Text to read
----
The growing threat of the damaged data dilemma is expected to create new jobs for information security professionals with an annual growth rate of 14% being projected through 2008 by IDC. The worldwide number of information security professionals is expected grow from 1.3 million to about 2.1 million workers over this period as a result. The expense resulting from data loss and the cost of additional security workers will add new dimensions to the IT profit and loss statements of many companies as a result. The overall impact of intrusion, combined with absorbing the financial load of government compliance, will make the CIO’s financial juggling act even tougher in the next few years.

Solutions

Security appliances that provide fast and transparent access to encryption, compression, authentication and someday hopefully true biometric-based security services are appearing. These also improve spam/spyware detection and filtering and they can help identify open-relay servers which are used for spam forwarding, but the spammers have been able to stay ahead of these solutions by using programs that connect to databases of legitimate words, those not normally seen in spam, that randomly insert these words into e-mail to attempt to classify spam as a legitimate e-mail. For primary and secondary physical storage, legal data encryption, LUN masking, zone settings, remote vaults and replication technologies all improve the data-protection capability by limiting access rights and many good solutions are available.
----
Supplied material
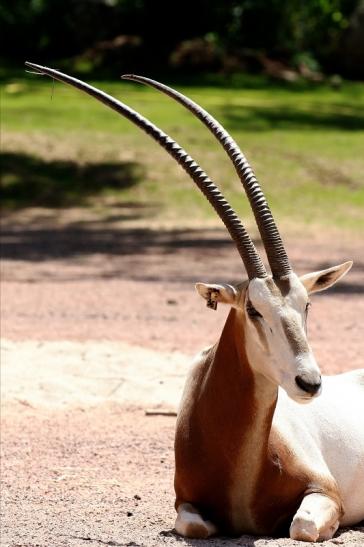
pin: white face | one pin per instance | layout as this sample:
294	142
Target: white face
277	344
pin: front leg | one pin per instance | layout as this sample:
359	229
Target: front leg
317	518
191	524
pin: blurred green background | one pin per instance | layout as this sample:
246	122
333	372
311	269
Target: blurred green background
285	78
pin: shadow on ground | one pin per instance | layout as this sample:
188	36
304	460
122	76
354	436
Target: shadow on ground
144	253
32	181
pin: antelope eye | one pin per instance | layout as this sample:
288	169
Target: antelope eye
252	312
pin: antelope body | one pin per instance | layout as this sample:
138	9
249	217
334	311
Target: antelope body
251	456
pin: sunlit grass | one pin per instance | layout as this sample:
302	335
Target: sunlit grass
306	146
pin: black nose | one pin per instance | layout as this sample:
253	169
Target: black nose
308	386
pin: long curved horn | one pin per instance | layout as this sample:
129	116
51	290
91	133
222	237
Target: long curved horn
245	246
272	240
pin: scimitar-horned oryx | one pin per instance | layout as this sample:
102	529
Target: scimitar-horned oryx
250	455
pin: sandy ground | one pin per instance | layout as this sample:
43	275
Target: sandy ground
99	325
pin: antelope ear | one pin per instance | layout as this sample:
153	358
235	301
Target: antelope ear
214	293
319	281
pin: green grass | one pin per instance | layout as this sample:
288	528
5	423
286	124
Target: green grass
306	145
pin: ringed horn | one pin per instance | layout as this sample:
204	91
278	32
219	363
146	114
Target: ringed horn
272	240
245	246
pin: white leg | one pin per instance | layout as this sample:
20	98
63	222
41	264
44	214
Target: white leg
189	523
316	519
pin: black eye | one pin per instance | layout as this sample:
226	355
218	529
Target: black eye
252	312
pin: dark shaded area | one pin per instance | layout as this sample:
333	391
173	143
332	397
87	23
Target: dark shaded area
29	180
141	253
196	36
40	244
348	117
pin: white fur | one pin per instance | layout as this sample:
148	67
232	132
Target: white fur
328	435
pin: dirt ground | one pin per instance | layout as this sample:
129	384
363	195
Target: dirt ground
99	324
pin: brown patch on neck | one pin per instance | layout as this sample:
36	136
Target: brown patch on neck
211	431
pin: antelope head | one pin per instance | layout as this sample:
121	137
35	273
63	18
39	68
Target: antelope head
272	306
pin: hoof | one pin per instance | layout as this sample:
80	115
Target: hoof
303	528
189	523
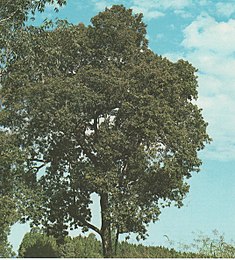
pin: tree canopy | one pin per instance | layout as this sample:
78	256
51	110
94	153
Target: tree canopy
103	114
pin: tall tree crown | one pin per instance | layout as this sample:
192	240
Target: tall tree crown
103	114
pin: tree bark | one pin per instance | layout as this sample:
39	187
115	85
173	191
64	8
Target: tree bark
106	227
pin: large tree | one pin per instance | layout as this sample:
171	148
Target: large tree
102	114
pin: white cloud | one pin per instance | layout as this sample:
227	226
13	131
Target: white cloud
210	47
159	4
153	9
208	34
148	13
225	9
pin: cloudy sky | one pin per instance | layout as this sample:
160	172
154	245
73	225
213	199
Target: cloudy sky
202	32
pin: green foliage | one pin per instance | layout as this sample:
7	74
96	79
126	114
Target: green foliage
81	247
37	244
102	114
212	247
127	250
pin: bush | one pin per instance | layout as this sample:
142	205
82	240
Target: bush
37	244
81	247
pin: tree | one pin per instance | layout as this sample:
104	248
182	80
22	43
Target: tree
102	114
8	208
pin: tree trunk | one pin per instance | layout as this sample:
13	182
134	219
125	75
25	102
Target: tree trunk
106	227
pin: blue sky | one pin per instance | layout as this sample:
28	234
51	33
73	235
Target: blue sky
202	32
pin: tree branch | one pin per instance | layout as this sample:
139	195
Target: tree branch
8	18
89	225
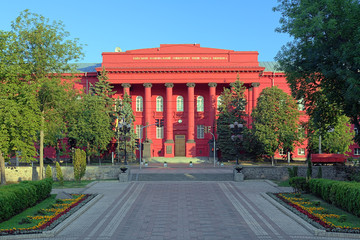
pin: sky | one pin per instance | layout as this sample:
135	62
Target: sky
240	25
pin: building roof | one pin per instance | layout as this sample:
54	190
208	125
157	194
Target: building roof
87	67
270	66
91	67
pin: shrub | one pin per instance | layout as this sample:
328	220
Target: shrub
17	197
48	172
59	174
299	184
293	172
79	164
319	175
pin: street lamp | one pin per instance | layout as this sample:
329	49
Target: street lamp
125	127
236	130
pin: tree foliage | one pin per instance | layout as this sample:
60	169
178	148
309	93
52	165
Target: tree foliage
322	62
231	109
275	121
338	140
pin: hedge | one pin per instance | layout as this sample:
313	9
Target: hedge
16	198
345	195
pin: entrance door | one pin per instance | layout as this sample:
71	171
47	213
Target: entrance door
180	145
----
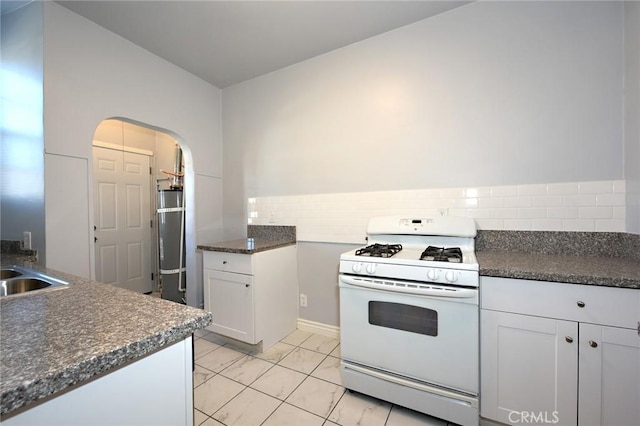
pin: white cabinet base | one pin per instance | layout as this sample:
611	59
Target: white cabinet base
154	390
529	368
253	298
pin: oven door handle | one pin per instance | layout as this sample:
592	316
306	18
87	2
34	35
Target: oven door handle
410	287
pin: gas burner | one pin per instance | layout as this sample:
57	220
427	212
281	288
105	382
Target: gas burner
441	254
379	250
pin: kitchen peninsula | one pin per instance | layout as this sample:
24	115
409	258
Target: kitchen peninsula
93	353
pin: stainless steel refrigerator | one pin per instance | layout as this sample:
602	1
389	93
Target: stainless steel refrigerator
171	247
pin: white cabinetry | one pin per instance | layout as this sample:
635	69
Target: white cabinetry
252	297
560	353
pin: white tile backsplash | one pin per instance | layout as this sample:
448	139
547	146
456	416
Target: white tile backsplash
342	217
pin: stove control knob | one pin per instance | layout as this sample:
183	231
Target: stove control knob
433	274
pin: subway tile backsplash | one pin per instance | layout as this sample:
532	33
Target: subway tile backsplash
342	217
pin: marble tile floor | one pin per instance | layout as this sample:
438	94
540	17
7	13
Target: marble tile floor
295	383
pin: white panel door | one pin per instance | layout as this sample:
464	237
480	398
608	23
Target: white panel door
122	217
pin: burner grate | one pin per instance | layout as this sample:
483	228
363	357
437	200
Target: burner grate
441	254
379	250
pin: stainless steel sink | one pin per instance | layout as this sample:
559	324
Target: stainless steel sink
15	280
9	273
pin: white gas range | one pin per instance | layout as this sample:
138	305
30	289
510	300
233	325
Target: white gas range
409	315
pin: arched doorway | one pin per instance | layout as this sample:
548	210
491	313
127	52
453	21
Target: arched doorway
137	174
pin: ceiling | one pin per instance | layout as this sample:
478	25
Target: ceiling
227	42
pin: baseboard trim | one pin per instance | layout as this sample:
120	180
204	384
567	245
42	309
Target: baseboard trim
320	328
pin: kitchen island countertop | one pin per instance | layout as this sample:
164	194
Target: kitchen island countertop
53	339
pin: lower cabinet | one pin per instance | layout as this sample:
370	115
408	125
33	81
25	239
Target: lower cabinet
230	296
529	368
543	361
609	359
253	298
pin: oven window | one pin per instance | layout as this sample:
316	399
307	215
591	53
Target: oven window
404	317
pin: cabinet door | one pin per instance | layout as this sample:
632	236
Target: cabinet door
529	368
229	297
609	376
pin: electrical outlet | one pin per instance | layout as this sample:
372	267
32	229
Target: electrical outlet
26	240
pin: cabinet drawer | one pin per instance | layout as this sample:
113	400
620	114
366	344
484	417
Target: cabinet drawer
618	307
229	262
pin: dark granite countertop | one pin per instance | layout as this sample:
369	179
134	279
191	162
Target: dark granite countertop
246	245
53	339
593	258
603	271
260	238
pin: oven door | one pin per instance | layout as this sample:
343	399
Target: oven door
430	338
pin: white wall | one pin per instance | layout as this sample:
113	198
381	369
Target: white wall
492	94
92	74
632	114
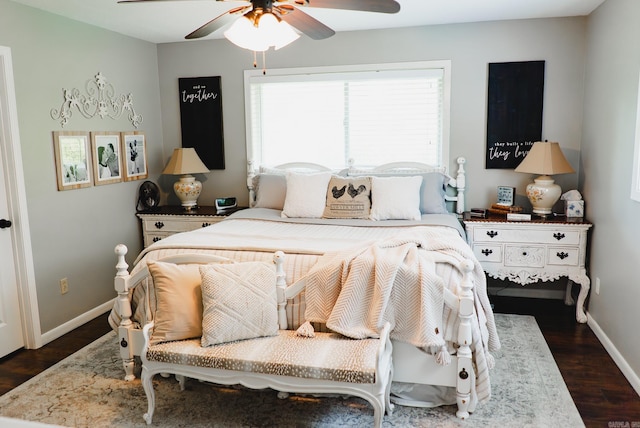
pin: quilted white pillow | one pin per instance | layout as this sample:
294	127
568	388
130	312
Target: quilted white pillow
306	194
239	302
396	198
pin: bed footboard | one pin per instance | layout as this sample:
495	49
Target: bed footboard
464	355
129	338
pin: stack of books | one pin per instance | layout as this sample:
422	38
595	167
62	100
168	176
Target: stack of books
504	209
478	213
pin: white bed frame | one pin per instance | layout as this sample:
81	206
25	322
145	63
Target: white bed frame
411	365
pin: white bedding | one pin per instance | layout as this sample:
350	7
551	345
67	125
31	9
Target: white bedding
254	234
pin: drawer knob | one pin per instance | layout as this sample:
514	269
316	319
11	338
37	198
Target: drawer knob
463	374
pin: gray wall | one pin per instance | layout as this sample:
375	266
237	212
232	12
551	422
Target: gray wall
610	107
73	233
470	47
----
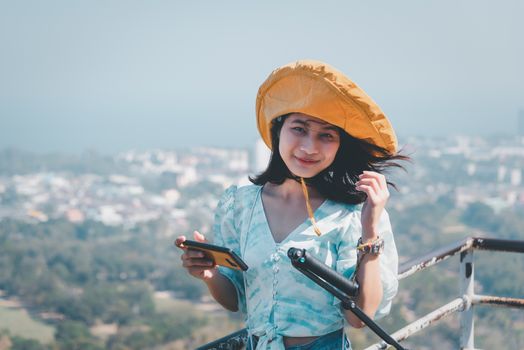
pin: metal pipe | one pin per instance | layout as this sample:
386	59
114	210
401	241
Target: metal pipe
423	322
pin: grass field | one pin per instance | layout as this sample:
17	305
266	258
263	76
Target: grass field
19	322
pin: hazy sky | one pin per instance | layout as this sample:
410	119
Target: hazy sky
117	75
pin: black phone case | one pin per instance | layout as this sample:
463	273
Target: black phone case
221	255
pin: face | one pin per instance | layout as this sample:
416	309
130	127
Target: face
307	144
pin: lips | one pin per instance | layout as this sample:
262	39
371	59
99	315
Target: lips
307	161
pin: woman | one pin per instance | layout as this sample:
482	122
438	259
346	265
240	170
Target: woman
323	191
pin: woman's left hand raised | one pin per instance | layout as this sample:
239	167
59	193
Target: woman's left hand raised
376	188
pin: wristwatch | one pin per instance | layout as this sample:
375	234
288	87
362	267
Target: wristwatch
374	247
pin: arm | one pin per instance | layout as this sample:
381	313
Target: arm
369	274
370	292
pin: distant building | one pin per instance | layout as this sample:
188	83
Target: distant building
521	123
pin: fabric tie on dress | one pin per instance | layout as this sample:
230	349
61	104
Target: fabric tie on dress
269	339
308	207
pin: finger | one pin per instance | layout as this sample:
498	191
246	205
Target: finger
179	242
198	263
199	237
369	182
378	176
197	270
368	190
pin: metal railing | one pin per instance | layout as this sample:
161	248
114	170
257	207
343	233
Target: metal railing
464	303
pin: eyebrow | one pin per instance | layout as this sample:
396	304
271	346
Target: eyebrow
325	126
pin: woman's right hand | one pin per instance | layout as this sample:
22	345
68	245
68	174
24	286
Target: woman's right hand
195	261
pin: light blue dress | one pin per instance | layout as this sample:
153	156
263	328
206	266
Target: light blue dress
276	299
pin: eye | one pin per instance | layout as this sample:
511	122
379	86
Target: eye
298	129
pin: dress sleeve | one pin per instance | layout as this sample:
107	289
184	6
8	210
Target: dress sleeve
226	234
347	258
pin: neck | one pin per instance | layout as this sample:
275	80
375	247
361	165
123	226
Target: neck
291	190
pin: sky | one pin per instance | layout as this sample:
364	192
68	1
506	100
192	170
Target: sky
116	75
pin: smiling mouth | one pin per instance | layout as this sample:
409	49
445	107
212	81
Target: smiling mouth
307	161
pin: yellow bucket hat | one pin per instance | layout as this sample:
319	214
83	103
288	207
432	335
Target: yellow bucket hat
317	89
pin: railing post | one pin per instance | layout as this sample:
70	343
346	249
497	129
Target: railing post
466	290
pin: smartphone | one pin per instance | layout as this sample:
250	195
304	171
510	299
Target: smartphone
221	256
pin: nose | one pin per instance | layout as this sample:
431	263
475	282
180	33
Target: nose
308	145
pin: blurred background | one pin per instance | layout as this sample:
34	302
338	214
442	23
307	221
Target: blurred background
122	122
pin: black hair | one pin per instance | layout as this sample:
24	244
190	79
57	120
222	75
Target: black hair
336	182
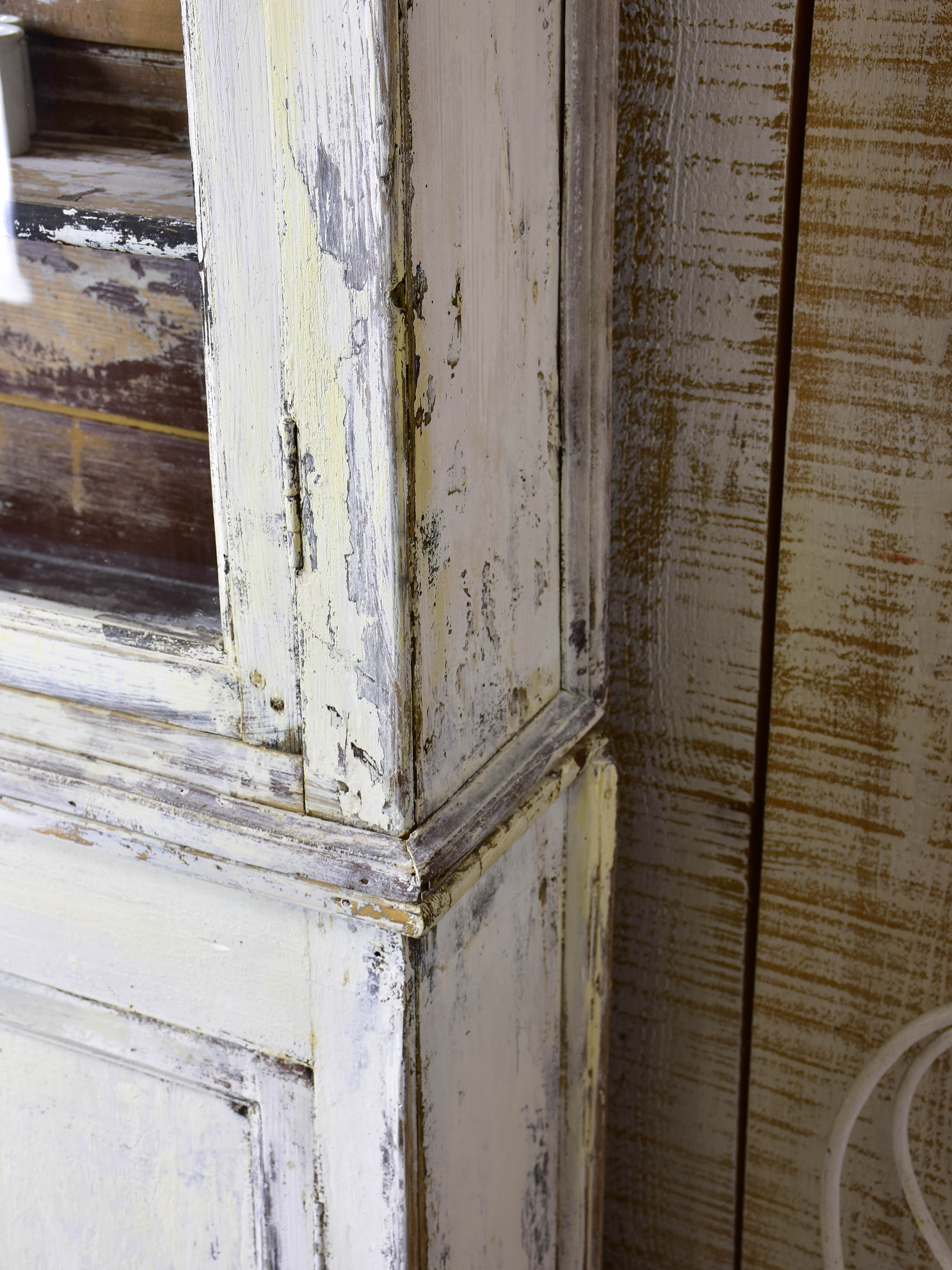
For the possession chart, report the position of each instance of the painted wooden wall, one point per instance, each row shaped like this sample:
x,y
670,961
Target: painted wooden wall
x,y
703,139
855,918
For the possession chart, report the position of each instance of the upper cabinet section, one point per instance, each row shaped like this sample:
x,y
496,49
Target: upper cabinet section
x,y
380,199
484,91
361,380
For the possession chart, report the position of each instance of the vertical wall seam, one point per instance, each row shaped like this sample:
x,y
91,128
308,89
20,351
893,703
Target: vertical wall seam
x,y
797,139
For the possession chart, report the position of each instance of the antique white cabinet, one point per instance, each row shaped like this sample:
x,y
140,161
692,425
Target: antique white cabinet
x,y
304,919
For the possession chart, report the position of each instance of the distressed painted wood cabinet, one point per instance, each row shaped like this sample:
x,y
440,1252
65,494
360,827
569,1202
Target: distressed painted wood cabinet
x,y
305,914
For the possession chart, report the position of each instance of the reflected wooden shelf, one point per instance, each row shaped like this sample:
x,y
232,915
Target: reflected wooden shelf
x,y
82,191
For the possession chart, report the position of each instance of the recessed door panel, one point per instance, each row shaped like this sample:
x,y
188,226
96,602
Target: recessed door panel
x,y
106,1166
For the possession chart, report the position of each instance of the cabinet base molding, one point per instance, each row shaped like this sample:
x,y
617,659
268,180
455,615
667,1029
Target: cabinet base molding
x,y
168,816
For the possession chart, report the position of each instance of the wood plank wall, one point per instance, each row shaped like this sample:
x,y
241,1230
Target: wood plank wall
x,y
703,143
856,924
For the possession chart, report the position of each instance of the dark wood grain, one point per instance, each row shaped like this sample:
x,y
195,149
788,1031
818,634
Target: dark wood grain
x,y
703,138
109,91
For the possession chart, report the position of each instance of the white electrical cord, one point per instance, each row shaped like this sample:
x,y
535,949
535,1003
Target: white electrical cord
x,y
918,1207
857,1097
----
What you will do
**A)** In the passage on information security, what annual growth rate does IDC project for information security jobs through 2008?
**B)** Rewrite the passage on information security between "Security appliances that" and "solutions are available.", inclusive, replacing "Security appliances" with "Security devices".
**C)** Continue the passage on information security from where it stops.

Results for each task
**A)** 14%

**B)**
Security devices that provide fast and transparent access to encryption, compression, authentication and someday hopefully true biometric-based security services are appearing. These also improve spam/spyware detection and filtering and they can help identify open-relay servers which are used for spam forwarding, but the spammers have been able to stay ahead of these solutions by using programs that connect to databases of legitimate words, those not normally seen in spam, that randomly insert these words into e-mail to attempt to classify spam as a legitimate e-mail. For primary and secondary physical storage, legal data encryption, LUN masking, zone settings, remote vaults and replication technologies all improve the data-protection capability by limiting access rights and many good solutions are available.

**C)**
Conclusion

Estimates suggest that 70% of all companies go out of business after a major data loss and about 20% of all businesses experience a major disaster that affects IT every five years. Approximately 35% of disaster-recovery plans work when tested, leaving a significant opportunity for improvement. As stated earlier, only about 45% of businesses are using an intrusion detection system. As the value of data increases daily, the threat to data security is also increasing and as a result, the overall security market is expected to grow from $17 billion in 2001 to nearly $45 billion in 2006 making it larger than the worldwide disk and tape markets combined. The damaged data dilemma mounts for the IT industry as we accelerate into the information age. CIOs and senior IT decision makers have no choice but to develop data protection strategies that go well beyond recovery for device and network failures. Even with the tools that are becoming available, can this growing security threat to digital data be averted?